Your objective:
Please write out the forum excerpt on under-seat amp mounting below, word for word and in full.

Page excerpt:

I've done a number of below-the-seat amp installs.
"
Here's what works for me - I use 1" dowel or inch-square wooden "legs" , one for each mounting point on the amp, sized so that the amp is level when they're siliconed or glued into place on the bare metal and the amp is rested on top of them. Then I put the carpet back in place and screw the amp down onto the legs. A similar method, which I used for the last install because I had a lot of space to work with, was to use the same process to install a mounting plate, then screwed the amp down onto the plate. The use of the additional mounting plate offers some protection against the occasional shoe.


----------



## xt577 (Apr 19, 2011)

*Re: Options on Under-Seat Amp Mounting?*



Brian Steele said:


> I've done a number of below-the-seat amp installs.
> "
> Here's what works for me - I use 1" dowel or inch-square wooden "legs" , one for each mounting point on the amp, sized so that the amp is level when they're siliconed or glued into place on the bare metal and the amp is rested on top of them. Then I put the carpet back in place and screw the amp down onto the legs. A similar method, which I used for the last install because I had a lot of space to work with, was to use the same process to install a mounting plate, then screwed the amp down onto the plate. The use of the additional mounting plate offers some protection against the occasional shoe.

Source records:
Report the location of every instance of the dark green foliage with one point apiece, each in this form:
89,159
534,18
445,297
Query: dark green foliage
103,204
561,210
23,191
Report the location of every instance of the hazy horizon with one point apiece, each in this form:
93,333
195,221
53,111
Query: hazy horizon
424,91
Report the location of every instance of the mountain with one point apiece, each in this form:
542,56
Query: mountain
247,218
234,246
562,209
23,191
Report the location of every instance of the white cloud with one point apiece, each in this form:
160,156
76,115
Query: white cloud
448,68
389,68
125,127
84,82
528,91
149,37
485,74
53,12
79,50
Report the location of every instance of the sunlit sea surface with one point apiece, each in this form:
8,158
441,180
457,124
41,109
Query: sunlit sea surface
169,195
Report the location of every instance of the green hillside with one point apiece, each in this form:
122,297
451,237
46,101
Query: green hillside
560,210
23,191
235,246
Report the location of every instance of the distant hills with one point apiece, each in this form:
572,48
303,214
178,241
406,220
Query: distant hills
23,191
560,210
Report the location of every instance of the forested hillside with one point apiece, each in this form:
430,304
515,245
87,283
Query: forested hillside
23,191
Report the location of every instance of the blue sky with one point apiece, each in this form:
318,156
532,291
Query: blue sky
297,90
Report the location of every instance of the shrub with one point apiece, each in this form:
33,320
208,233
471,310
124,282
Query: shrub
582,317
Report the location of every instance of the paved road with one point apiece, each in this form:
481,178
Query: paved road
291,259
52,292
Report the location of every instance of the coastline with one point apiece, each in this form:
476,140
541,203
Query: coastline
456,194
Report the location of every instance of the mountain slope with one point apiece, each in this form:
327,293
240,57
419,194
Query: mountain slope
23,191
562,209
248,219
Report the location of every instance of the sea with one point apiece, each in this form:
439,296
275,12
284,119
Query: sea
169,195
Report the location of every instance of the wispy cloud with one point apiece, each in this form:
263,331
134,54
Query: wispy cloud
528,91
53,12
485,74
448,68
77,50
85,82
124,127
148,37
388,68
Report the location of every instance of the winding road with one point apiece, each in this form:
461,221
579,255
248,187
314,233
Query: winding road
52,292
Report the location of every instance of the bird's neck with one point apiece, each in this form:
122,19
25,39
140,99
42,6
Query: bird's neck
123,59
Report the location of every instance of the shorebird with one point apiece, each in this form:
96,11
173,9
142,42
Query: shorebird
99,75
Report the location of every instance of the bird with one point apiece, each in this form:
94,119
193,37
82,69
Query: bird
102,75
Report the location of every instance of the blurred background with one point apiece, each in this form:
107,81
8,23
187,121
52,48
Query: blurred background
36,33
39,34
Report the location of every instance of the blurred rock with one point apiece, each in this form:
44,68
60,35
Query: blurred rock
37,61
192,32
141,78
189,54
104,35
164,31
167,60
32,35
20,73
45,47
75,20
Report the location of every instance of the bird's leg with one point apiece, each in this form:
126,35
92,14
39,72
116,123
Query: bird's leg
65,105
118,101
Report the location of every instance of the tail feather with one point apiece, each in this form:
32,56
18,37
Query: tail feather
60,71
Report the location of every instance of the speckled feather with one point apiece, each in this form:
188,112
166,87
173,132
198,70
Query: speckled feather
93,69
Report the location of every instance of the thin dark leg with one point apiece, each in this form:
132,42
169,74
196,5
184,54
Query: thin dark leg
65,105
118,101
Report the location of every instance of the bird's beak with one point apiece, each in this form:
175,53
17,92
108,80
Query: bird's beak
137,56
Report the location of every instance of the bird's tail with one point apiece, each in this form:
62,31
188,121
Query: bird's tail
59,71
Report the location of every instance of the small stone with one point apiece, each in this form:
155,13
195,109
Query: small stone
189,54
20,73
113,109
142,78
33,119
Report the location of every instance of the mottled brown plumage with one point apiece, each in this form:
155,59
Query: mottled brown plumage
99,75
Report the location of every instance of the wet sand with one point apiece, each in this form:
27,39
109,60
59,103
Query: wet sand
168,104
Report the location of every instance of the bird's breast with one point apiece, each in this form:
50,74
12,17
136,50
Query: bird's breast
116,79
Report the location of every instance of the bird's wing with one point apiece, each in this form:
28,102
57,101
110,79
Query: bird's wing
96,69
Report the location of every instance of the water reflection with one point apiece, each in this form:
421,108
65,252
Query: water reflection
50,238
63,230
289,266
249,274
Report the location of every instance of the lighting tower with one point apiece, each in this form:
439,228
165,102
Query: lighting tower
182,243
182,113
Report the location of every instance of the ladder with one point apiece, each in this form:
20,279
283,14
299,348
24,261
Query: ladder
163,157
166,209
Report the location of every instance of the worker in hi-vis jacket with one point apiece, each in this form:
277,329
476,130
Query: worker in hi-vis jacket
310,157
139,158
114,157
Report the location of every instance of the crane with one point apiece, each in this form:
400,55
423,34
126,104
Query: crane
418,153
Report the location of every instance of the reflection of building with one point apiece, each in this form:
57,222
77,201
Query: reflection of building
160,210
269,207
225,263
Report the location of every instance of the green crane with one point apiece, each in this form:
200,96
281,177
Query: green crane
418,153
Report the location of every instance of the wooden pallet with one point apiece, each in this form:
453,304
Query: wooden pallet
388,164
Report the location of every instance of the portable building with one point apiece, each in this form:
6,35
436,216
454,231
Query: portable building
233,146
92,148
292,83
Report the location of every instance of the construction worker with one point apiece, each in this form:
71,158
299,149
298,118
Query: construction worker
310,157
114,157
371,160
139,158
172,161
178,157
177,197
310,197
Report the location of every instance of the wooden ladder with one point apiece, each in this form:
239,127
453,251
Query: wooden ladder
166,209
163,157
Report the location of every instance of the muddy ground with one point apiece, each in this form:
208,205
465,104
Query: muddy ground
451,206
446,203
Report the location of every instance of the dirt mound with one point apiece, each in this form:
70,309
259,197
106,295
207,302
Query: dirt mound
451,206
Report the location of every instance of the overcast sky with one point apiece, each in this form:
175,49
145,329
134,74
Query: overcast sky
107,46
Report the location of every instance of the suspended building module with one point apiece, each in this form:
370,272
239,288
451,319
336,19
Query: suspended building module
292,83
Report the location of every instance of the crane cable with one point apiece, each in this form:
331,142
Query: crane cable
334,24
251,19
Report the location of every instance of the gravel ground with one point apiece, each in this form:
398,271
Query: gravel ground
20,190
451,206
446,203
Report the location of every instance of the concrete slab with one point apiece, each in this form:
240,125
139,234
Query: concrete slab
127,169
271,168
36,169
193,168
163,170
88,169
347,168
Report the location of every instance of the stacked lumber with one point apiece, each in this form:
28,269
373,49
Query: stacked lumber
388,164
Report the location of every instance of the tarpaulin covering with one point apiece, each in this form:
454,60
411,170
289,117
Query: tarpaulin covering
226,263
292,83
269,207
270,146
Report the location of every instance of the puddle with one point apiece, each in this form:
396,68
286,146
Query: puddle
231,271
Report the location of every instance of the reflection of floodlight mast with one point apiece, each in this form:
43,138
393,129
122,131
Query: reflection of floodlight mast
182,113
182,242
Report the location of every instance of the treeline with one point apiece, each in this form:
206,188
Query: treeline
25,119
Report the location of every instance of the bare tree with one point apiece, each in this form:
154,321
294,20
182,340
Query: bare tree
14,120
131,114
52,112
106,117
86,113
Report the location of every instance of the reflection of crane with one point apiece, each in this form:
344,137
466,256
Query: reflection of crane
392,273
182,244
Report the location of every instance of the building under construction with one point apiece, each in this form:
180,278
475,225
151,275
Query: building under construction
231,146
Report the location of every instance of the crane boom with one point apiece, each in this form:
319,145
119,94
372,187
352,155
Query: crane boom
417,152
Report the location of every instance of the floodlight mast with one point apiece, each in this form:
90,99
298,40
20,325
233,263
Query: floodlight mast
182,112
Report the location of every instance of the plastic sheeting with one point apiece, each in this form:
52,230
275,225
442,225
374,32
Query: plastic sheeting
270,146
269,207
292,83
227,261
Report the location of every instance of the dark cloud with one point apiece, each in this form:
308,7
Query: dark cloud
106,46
--
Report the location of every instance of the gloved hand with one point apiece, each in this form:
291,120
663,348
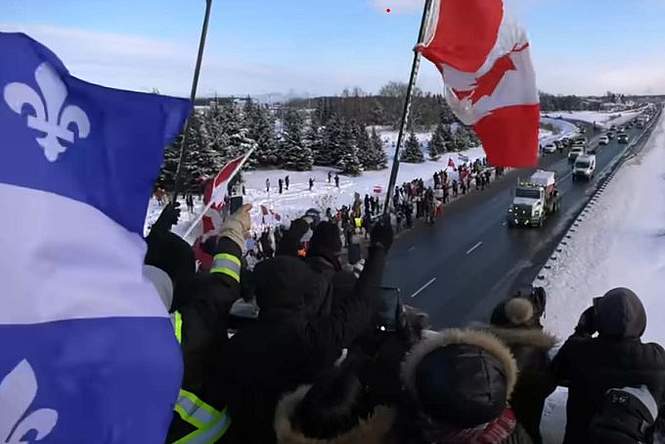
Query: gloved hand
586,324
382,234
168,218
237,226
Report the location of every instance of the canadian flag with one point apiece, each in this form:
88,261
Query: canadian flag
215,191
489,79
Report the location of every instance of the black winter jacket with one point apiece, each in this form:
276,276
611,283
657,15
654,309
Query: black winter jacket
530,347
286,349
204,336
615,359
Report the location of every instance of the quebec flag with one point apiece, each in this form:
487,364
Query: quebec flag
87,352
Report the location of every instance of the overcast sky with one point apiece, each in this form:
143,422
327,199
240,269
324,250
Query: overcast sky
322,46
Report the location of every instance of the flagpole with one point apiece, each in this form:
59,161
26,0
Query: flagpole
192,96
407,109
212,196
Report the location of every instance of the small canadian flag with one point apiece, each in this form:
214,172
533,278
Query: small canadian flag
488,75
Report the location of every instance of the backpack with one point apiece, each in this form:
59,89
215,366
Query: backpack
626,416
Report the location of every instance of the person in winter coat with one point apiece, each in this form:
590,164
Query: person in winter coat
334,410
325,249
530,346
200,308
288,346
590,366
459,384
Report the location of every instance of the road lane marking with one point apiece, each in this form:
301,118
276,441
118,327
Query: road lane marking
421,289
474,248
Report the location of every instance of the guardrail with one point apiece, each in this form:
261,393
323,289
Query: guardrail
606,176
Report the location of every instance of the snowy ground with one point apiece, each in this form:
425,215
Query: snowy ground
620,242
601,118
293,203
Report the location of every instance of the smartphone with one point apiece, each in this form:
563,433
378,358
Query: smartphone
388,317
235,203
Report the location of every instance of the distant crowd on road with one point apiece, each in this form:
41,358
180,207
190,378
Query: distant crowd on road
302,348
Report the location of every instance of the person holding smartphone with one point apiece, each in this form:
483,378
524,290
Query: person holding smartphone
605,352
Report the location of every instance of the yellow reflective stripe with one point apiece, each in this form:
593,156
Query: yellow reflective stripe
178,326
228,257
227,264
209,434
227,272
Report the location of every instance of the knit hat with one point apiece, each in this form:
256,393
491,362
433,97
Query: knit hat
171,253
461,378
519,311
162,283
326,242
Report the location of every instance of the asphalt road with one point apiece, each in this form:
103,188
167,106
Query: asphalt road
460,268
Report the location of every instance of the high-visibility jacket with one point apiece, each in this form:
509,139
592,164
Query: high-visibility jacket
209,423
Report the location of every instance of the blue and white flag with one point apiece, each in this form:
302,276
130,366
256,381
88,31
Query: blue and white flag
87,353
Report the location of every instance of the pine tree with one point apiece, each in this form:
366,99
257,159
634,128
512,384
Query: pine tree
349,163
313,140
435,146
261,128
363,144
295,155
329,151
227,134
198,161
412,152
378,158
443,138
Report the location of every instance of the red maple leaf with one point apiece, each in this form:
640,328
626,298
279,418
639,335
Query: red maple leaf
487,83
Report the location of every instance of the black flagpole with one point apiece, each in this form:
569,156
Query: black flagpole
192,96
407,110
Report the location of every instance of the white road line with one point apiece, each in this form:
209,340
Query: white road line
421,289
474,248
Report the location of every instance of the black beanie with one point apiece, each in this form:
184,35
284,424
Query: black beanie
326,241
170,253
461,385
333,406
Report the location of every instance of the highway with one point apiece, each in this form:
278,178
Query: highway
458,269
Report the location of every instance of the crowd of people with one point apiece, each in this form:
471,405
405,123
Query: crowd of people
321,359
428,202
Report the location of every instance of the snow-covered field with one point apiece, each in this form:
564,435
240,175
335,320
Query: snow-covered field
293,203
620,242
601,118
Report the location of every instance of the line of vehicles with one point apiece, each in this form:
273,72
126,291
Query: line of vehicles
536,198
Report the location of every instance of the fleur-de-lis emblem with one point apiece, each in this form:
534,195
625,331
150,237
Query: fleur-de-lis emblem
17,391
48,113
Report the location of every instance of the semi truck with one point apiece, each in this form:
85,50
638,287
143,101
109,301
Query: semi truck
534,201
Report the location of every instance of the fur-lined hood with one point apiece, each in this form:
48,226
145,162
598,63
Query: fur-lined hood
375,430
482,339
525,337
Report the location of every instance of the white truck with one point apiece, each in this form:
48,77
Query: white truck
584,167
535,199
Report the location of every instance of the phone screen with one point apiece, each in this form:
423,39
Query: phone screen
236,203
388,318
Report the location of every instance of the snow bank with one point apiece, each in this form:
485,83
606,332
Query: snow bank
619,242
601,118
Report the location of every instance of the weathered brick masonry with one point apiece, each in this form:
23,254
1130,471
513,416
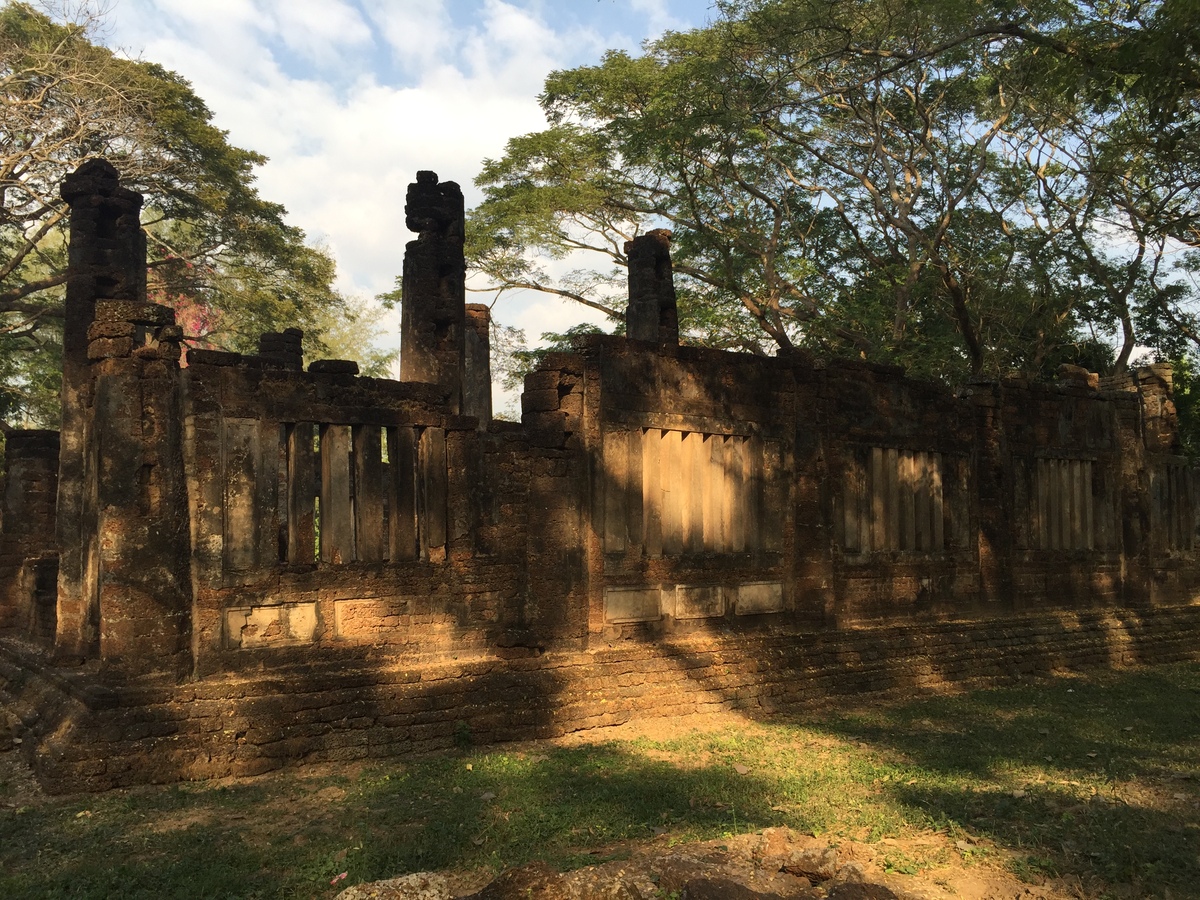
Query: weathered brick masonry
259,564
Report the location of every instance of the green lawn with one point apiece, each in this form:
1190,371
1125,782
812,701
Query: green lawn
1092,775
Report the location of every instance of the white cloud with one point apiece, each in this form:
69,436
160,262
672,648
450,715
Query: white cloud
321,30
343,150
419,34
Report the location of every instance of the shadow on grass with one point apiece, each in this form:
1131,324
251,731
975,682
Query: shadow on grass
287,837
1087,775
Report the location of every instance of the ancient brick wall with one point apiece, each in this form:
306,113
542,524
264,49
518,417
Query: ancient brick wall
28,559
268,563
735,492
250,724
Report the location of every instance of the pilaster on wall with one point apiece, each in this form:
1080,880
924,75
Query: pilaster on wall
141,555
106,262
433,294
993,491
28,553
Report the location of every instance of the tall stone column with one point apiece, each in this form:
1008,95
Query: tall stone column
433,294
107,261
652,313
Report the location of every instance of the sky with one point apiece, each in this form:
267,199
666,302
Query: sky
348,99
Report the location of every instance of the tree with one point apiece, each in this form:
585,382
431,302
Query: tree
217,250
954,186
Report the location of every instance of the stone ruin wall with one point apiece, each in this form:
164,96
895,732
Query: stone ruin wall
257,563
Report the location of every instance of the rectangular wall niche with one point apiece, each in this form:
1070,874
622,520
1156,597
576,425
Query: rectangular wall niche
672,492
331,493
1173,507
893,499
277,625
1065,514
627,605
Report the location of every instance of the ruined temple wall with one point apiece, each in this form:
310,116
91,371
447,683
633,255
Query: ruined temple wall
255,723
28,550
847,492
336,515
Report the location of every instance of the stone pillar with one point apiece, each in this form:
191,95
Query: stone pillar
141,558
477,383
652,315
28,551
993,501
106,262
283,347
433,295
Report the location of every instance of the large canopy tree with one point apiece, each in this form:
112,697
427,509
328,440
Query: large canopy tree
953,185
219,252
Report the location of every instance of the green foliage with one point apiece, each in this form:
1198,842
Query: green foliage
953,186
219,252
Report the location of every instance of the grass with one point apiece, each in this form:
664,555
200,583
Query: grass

The solution:
I've done a number of below-the-seat amp installs.
"
Here's what works for me - I use 1" dowel or inch-square wooden "legs" , one for each mounting point on the amp, sized so that the amp is level when they're siliconed or glued into place on the bare metal and the amp is rested on top of them. Then I put the carpet back in place and screw the amp down onto the legs. A similar method, which I used for the last install because I had a lot of space to work with, was to use the same process to install a mounting plate, then screwed the amp down onto the plate. The use of the additional mounting plate offers some protection against the occasional shoe.


----------



## xt577 (Apr 19, 2011)

*Re: Options on Under-Seat Amp Mounting?*



Brian Steele said:


> I've done a number of below-the-seat amp installs.
> "
> Here's what works for me - I use 1" dowel or inch-square wooden "legs" , one for each mounting point on the amp, sized so that the amp is level when they're siliconed or glued into place on the bare metal and the amp is rested on top of them. Then I put the carpet back in place and screw the amp down onto the legs. A similar method, which I used for the last install because I had a lot of space to work with, was to use the same process to install a mounting plate, then screwed the amp down onto the plate. The use of the additional mounting plate offers some protection against the occasional shoe.